▸ Texto extraído:
Não é força de expressão nem convite inútil aos leitores desta newsletter: substitua a leitura empobrecida que a tela de computador proporciona, sobretudo porque ainda não inventaram nada que se pareça com papel, seja papel jornal, seja papel revista, e, antes de prosseguir, imprima o que se segue. Imprimir é pouco: arquive. Sim, trate de fazer seu arquivo pessoal entre outras razões, principalmente, para cobrar coerência de quem lhe remete informações.
O que se segue são três artigos sobre o papel da Imprensa. O primeiro texto, deste jornalista, foi programado para a edição de outubro da revista LivreMercado. Infelizmente, na escolha de Sophia que é o significado mais próximo para definir o significado de edição, preferi segurar o material porque havia questões simplesmente inadiáveis a constar das páginas. Como havia a alternativa de utilizar-me desta newsletter, eis aqui sua reprodução. Lembro apenas que escrevi o que se segue no dia 15 de setembro. Bem antes, portanto, dos dois artigos que se seguem, da edição desta semana de Carta Capital. O primeiro é de Mino Carta, diretor de Redação daquela revista paulistana. E o seguinte do economista Luiz Gonzaga Belluzzo, também para Carta Capital. Boa leitura. Depois da impressão, é claro.
Diário do Grande
PT? Que exagero!

▸ Tarefas a realizar:
A – Resuma em duas frases a apresentação da newsletter sobre o papel da Imprensa.
B – Dê prosseguimento à apresentação da newsletter sobre o papel da Imprensa a partir do ponto em que ela termina.
As linhas de dados não têm papel algum neste trabalho.

▸ Dados brutos:
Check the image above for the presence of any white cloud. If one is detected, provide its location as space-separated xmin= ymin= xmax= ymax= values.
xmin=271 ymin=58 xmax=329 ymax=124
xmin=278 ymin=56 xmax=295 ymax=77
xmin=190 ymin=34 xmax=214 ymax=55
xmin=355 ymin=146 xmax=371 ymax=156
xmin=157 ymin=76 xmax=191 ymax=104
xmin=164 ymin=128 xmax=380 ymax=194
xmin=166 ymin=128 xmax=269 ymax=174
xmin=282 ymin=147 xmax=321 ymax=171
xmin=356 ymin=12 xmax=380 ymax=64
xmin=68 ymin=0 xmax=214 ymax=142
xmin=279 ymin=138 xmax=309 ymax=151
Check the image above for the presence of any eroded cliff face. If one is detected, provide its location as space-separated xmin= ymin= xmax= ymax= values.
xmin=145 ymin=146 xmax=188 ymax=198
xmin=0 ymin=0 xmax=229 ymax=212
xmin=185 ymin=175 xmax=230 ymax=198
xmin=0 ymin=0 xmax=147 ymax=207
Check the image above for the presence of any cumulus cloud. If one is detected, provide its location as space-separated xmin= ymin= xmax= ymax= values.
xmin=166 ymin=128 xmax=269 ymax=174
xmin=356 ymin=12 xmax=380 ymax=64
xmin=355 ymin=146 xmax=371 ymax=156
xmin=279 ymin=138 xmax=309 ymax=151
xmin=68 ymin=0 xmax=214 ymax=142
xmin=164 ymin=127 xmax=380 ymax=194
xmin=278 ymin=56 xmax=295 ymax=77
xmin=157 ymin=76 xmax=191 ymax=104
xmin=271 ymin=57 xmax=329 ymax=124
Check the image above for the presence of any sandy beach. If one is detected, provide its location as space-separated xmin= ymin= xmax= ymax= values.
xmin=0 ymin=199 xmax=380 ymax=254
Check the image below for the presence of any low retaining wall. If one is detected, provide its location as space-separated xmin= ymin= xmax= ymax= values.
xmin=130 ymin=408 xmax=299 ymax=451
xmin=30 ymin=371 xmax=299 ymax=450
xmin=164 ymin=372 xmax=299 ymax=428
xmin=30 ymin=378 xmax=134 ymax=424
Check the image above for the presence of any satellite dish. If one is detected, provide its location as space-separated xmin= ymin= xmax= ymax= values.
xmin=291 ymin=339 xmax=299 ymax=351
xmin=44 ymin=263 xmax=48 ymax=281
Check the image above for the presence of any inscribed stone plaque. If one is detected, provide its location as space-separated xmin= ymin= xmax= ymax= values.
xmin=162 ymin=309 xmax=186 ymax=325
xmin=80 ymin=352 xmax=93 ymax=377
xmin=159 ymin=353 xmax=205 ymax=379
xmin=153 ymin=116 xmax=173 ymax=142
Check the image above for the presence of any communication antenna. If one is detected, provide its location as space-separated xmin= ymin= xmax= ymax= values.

▸ Respostas por tarefa:
A – A apresentação pede aos leitores da newsletter que, em vez de lerem na tela, imprimam e arquivem o material, sobretudo para cobrar coerência de quem lhes remete informações. Em seguida, anuncia três artigos sobre o papel da Imprensa: um do próprio jornalista, escrito em 15 de setembro para a edição de outubro da revista LivreMercado, mas retido por falta de espaço, e dois da edição desta semana de Carta Capital, assinados por Mino Carta e pelo economista Luiz Gonzaga Belluzzo.

B –
DANIEL LIMA
Diário do Grande PT -- eis o clichê que a mídia cinderelesca paulistana empresta ao único veículo impresso de informação que circula diariamente na região. Para não fugir do escravagismo cultural gataborralheiresco, concorrentes recalcitrantes locais adotam em editoriais a provocação com a sapiência dos tolos que só não são tolos porque se prestam mesmo à hipocrisia.
Engana-se quem imagina que o Diário do Grande ABC tenha a linha editorial comprometida com o PT, como insinuou a revista Veja em setembro e foi imediatamente acompanhada pelo semanário Folha do ABC.
O Diário do Grande ABC é muito menos supostamente petista do que o Estadão é explicitamente tucano e a Folha de S. Paulo um engenhoso caso de contorcionismo de independência e pluralidade. Do Diário posso falar e escrever com relativo conhecimento. Principalmente dos nove meses em que lá estive, como diretor de Redação. Foi um período que coincidiu com as eleições municipais do ano passado. Uma batalha seguida de outra contornada pela seguinte e superada pela próxima para impedir que forças políticas à direita e à esquerda tomassem a Bastilha da Redação, como é natural do jogo democrático de influenciar o chamado quarto poder.
Foram muitas e extenuantes as escaramuças para evitar, principalmente, que a Frente Andreense fizesse do jornal uma divisão acovardada de sua pobre e desarrumada artilharia de marketing, abastecida por especialistas em Justiça Eleitoral derrotados em todas as contendas. Inclusive numa arremetida truculenta de fazer imprimir como manchete de primeira página na edição de 3 de outubro, data do primeiro turno das eleições, um direito de resposta obtido em primeira instância e fragorosamente destruído após as eleições na esfera superior.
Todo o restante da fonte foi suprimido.